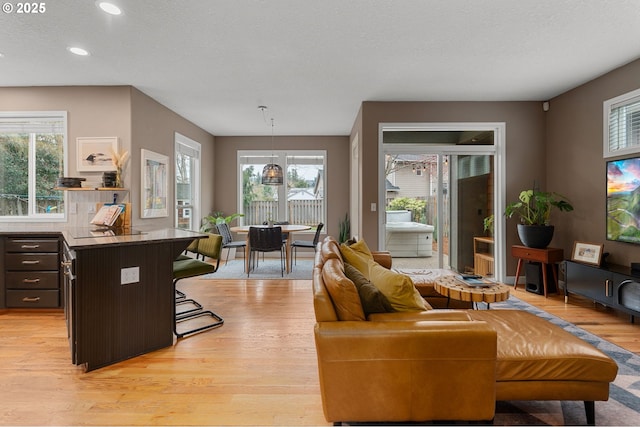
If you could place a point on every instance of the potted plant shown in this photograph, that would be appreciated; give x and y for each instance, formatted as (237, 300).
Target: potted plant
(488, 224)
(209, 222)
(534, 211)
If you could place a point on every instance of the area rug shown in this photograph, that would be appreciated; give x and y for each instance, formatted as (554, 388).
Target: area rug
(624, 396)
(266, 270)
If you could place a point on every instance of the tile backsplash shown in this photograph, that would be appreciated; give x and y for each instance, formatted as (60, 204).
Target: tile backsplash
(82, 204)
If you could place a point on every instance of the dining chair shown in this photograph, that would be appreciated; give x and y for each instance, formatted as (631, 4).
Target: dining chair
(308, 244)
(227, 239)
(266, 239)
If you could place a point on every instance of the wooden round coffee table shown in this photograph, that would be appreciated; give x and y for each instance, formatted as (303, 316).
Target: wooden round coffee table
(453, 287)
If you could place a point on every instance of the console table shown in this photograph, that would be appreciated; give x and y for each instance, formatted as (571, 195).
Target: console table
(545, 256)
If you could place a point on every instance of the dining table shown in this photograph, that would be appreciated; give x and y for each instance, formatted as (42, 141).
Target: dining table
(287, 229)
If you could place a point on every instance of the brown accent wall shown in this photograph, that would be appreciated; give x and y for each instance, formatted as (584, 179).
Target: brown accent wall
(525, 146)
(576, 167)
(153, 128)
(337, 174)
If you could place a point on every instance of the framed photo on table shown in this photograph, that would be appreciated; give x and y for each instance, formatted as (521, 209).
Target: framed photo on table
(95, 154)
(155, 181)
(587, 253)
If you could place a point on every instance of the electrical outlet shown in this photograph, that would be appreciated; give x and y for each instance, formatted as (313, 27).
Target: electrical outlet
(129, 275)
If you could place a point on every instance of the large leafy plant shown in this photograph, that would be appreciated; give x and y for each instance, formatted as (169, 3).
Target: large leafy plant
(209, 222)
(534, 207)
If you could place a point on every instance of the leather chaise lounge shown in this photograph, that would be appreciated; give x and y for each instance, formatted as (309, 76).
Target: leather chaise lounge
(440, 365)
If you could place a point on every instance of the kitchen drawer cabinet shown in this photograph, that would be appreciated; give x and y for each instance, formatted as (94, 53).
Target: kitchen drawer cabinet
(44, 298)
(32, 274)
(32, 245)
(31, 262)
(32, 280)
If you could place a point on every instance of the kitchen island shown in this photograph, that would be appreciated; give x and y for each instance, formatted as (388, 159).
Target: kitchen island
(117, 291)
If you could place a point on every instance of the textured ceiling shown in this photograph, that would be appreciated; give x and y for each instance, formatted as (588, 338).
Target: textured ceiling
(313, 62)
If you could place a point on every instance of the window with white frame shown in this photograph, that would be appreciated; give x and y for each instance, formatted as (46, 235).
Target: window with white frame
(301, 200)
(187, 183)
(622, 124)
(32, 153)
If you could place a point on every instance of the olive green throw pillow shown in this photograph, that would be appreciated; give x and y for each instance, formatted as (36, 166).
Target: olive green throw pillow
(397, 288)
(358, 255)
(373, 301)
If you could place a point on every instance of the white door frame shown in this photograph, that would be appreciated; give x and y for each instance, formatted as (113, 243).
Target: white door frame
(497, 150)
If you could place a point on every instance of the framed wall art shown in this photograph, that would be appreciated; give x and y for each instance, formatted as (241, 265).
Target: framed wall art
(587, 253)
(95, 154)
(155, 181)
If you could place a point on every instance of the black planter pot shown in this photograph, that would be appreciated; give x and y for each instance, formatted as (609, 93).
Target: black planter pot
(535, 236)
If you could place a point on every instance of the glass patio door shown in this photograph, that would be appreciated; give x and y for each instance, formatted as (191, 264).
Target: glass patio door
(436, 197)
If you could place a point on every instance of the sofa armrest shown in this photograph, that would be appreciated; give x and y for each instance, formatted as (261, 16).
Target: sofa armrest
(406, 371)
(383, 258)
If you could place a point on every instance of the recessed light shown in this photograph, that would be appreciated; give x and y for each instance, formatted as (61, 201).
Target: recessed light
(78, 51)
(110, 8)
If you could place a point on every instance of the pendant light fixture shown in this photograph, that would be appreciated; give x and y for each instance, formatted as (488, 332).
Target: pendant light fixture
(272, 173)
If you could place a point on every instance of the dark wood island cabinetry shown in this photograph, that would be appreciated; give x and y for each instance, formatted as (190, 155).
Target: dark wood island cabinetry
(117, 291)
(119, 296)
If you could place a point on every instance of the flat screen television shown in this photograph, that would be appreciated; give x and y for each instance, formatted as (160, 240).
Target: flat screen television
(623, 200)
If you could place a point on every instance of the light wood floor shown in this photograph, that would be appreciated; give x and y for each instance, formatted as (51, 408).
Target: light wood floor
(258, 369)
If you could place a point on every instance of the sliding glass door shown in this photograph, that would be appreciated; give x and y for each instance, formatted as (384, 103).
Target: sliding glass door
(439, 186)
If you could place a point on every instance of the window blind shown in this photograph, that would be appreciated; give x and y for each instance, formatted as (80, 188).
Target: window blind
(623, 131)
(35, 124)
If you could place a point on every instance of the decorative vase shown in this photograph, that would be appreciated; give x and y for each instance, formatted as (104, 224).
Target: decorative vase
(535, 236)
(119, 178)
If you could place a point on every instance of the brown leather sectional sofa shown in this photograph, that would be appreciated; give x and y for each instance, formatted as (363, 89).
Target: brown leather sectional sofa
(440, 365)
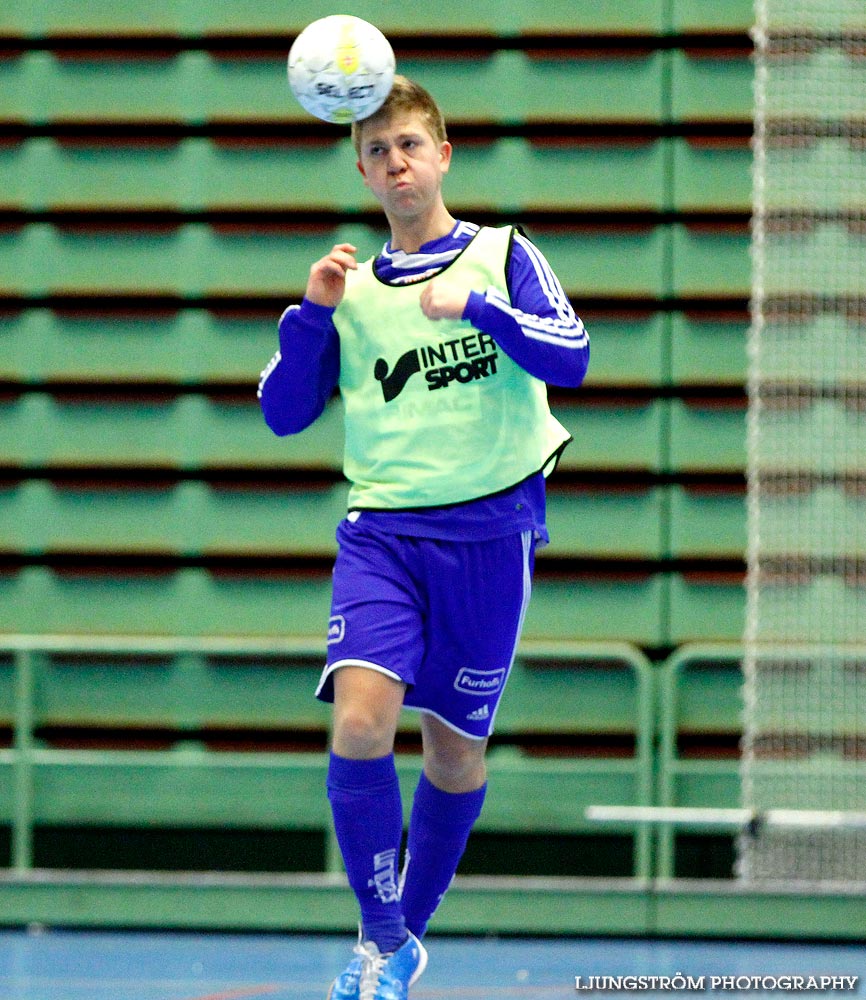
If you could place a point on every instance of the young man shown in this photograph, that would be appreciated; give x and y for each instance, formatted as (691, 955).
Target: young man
....
▸ **記述課題**
上の資料をすべて、1行を1つの文字列とするJSONの配列に書き直してください。空行と画像は答えに入れないでください。

▸ **課題の解答**
[
  "If you could place a point on every instance of the potted plant shown in this photograph, that would be appreciated; give x and y for each instance, formatted as (237, 300).",
  "Target: potted plant",
  "(488, 224)",
  "(209, 222)",
  "(534, 211)",
  "If you could place a point on every instance of the area rug shown in this photograph, that would be appreciated; give x and y for each instance, formatted as (554, 388).",
  "Target: area rug",
  "(624, 396)",
  "(266, 270)",
  "If you could place a point on every instance of the tile backsplash shown in this photograph, that would be appreciated; give x and y for each instance, formatted as (60, 204).",
  "Target: tile backsplash",
  "(82, 204)",
  "If you could place a point on every instance of the dining chair shown in this photograph, that would be appreciated; give x and y for each instance, formatted as (631, 4).",
  "Target: dining chair",
  "(308, 244)",
  "(227, 239)",
  "(266, 239)",
  "If you could place a point on every instance of the wooden round coffee table shown in this photograph, that would be appreciated; give x and y for each instance, formatted as (303, 316).",
  "Target: wooden round coffee table",
  "(453, 287)",
  "If you could place a point on every instance of the console table shown in this photograph, that would be appreciated; give x and y for each instance, formatted as (571, 195).",
  "Target: console table",
  "(545, 256)",
  "If you could place a point on every instance of the dining table shown in this photograph, that would be appreciated; give x and y for each instance, formatted as (42, 141).",
  "Target: dining table",
  "(287, 229)",
  "If you could place a point on every instance of the brown accent wall shown in this photograph, that would be appreciated; give x and y for each instance, formatted as (584, 179).",
  "Target: brown accent wall",
  "(525, 146)",
  "(576, 167)",
  "(153, 128)",
  "(337, 174)",
  "If you could place a point on every instance of the framed photo on table shown in this photograph, that would be appreciated; give x and y for each instance, formatted as (521, 209).",
  "Target: framed photo on table",
  "(95, 154)",
  "(155, 181)",
  "(587, 253)",
  "If you could place a point on every instance of the electrical outlet shown in this photograph, that would be appreciated; give x and y for each instance, formatted as (313, 27).",
  "Target: electrical outlet",
  "(129, 275)",
  "If you could place a point on every instance of the large leafy plant shown in this photograph, that would be appreciated; give x and y for each instance, formatted as (169, 3).",
  "Target: large leafy plant",
  "(209, 222)",
  "(534, 207)",
  "If you could place a point on every instance of the leather chaise lounge shown in this photograph, that would be appreciated; give x and y for each instance, formatted as (309, 76).",
  "Target: leather chaise lounge",
  "(440, 365)",
  "If you could place a point on every instance of the kitchen drawer cabinet shown in this photograph, that would be appreciated; give x and y for each instance, formatted as (94, 53).",
  "Target: kitchen drawer cabinet",
  "(44, 298)",
  "(32, 274)",
  "(32, 245)",
  "(31, 262)",
  "(32, 280)",
  "If you could place a point on every instance of the kitchen island shown in this photograph, that would be appreciated; give x and y for each instance, formatted as (388, 159).",
  "Target: kitchen island",
  "(117, 291)",
  "If you could place a point on every instance of the textured ceiling shown in this photograph, that would be appreciated; give x and y for each instance, formatted as (588, 338).",
  "Target: textured ceiling",
  "(313, 62)",
  "If you could place a point on every instance of the window with white frame shown in this photograph, that would be appreciated; give x and y for each instance, formatted as (46, 235).",
  "Target: window with white frame",
  "(301, 200)",
  "(187, 183)",
  "(622, 124)",
  "(32, 153)",
  "If you could place a point on every instance of the olive green throw pillow shown in this photograph, that would be appreciated; give x and y for each instance, formatted as (36, 166).",
  "Target: olive green throw pillow",
  "(397, 288)",
  "(358, 255)",
  "(373, 301)",
  "If you could place a point on every instance of the white door frame shown in this photograph, that would be appreciated; give x and y for each instance, formatted as (113, 243).",
  "Target: white door frame",
  "(497, 150)",
  "If you could place a point on every instance of the framed wall art shown in this photograph, that would be appreciated; give x and y for each instance, formatted as (241, 265).",
  "Target: framed wall art",
  "(587, 253)",
  "(95, 154)",
  "(155, 181)",
  "If you could place a point on every instance of the black planter pot shown in this photograph, that would be appreciated; give x and y for each instance, formatted as (609, 93).",
  "Target: black planter pot",
  "(535, 236)",
  "If you could place a point on every instance of the glass patio door shown in this photograph, that would be appreciated; give x and y for each instance, formatted as (191, 264).",
  "Target: glass patio door",
  "(436, 197)",
  "If you could place a point on every instance of the sofa armrest shown in this photograph, that would be appreciated; give x and y for each instance, formatted as (261, 16).",
  "Target: sofa armrest",
  "(406, 371)",
  "(383, 258)",
  "If you could place a point on every instance of the recessed light shown in this photograph, that would be appreciated; give x and y for each instance, formatted as (61, 201).",
  "Target: recessed light",
  "(78, 51)",
  "(110, 8)",
  "If you could place a point on every instance of the pendant light fixture shown in this photograph, that would be appreciated; give x and y for each instance, formatted as (488, 332).",
  "Target: pendant light fixture",
  "(272, 173)",
  "If you could place a point on every instance of the dark wood island cabinetry shown in this photograph, that would be appreciated; give x and y for each instance, formatted as (190, 155).",
  "Target: dark wood island cabinetry",
  "(117, 291)",
  "(119, 296)",
  "If you could place a point on every instance of the flat screen television shown in this photograph, that would be appreciated; give x and y for each instance, formatted as (160, 240).",
  "Target: flat screen television",
  "(623, 200)",
  "If you could place a point on every instance of the light wood floor shown in this photograph, that would be appreciated; give x and y for each instance, formatted as (51, 408).",
  "Target: light wood floor",
  "(258, 369)",
  "If you could place a point on every instance of the sliding glass door shown in this photograph, that would be appreciated; give x and y for each instance, formatted as (384, 103).",
  "Target: sliding glass door",
  "(439, 186)",
  "If you could place a point on every instance of the window blind shown in this photograph, that would be appreciated; give x and y for each instance, formatted as (80, 188).",
  "Target: window blind",
  "(623, 131)",
  "(35, 124)",
  "If you could place a point on every instance of the decorative vase shown in this photograph, that would be appreciated; give x and y for each instance, formatted as (104, 224).",
  "Target: decorative vase",
  "(535, 236)",
  "(119, 178)",
  "If you could place a point on every instance of the brown leather sectional sofa shown in this photograph, that would be appreciated; give x and y for each instance, formatted as (363, 89).",
  "Target: brown leather sectional sofa",
  "(440, 365)",
  "If you could place a point on every instance of the young man shown in this photograph, that would be appreciated; give x and y for each instance, formatted as (691, 955).",
  "Target: young man"
]